» **Passage shown**
-- start --

There are two important procedural differences between those three cases and the present one.
First, in this case, the court of appeals specifically retained jurisdiction over the case despite its remand order to restart both the time period for filing a new trial motion and the appellate timetables. It stated:
If the trial
judge grants the new trial motion, the appellate record shall be supplemented
with that order, and appellant's appeal will be dismissed. If the trial judge
overrules the new trial motion, the record shall be supplemented with that order
and the record of any hearing held on such motion, and the parties will be
permitted to brief any issues related to the overruled motion.(20)
Thus, unlike the situation in Price, Oldham, or Smith, the court of appeals did not render any final decision in this case. Its decision, which expressly required supplementation of the appellate record, was entirely interlocutory.
Second, unlike the situation in Price, Oldham, or Smith, the trial court in this case actually held a hearing and denied the motion for new trial. The appellate record was not supplemented with the transcript of this hearing until November of 2002, and the parties have not yet filed briefs on the merits of any points of error relating to appellant's trial. Thus, there is no longer any open question about the possible finality of the abatement decision in this case as there was in Price, Oldham, or Smith. Regardless of the validity of the procedure ordered by the court of appeals, its decision has turned out to be an interlocutory one, not a final one. Because this Court does not ordinarily review interlocutory decisions, we dismiss the State's petition for discretionary review and remand the case to the court of appeals for further proceedings.
Filed: March 24, 2004.
1. We note that an appellate court may not consider factual
assertions that are outside the record. Janecka v. State,
937 S.W.2d 456, 476 (Tex. Crim. App. 1996). An affidavit attached to a motion
filed in the appellate court is not part of the appellate record concerning
events or actions in the trial court and it cannot be considered for the truth
of the matters asserted. See Hill v.

-- end --

» **Records shown**
-- start --

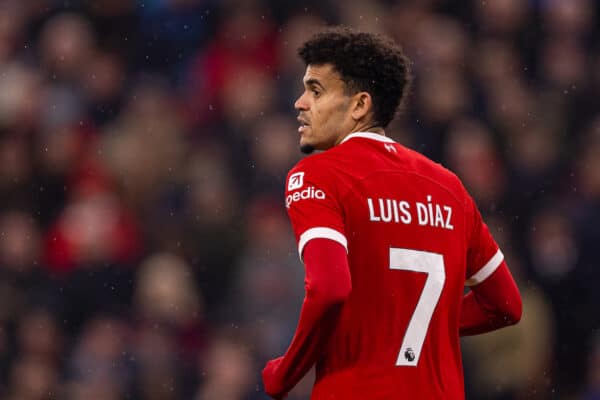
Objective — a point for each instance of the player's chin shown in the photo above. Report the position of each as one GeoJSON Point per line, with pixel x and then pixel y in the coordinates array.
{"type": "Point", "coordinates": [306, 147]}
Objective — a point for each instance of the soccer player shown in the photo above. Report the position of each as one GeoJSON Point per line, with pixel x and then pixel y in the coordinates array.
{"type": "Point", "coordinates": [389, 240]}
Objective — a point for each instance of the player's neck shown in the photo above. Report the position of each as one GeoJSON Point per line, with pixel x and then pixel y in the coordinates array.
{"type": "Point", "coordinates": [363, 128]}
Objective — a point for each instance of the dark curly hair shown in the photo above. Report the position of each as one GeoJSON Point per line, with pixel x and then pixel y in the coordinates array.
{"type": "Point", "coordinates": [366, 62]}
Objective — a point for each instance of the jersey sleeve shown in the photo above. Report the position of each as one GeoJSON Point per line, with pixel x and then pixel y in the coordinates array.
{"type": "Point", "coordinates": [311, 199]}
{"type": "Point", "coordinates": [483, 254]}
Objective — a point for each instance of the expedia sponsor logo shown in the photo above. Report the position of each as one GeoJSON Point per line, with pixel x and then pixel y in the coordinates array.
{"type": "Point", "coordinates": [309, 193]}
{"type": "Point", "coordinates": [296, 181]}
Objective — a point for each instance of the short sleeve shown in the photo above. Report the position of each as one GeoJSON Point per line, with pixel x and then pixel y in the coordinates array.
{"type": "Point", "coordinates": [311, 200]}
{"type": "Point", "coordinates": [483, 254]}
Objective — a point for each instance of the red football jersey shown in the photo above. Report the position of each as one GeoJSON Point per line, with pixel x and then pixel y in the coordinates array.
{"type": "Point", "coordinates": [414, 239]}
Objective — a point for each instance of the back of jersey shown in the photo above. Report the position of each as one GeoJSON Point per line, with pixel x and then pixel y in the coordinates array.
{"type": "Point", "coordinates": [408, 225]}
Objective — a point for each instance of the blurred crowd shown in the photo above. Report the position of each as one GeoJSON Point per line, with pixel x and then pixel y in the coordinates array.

-- end --

» **Complete the following**
A) From the court opinion above the listing, copy the passage starting with "1. We note that" and going on through "See Hill v.".
B) Pick up the court opinion above the listing right after its last words and keep writing it.

» **Answers to each task**
A)
1. We note that an appellate court may not consider factual
assertions that are outside the record. Janecka v. State,
937 S.W.2d 456, 476 (Tex. Crim. App. 1996). An affidavit attached to a motion
filed in the appellate court is not part of the appellate record concerning
events or actions in the trial court and it cannot be considered for the truth
of the matters asserted. See Hill v.

B)
State, 90 S.W.3d 308, 314 (Tex. Crim. App. 2002); Moore v. State,
999 S.W.2d 385, 398 (Tex. Crim. App. 1999).
2. 3. 4. Justice Cohen wrote a concurring opinion to the remand
order, noting that the First Court of Appeals had remanded five other pending
appeals for the same reason and that
2.Jack v. State, 42 S.W.3d 291, 293 (Tex. App.-Houston [1st Dist.] 2001) (Jack I).
3.Jack v. State, 64 S.W.3d 694 (Tex. App. -Houston [1st Dist.] 2002) (Jack II).
4. Justice Cohen wrote a concurring opinion to the remand order, noting that the First Court of Appeals had remanded five other pending appeals for the same reason and that
[i]n every Jack hearing so far, the evidence has shown that the defendant was denied his constitutional right to counsel during that critical stage of proceedings. The remedy for that is for trial courts to appoint appellate counsel promptly upon receiving notice of appeal and for court-appointed trial counsel not to file a notice of appeal and then abandon their clients. These goals can be accomplished by adding one sentence to the standard notice of appeal: "Counsel moves to withdraw and moves the Court to appoint appellate counsel immediately."
64 S.W.3d at 698.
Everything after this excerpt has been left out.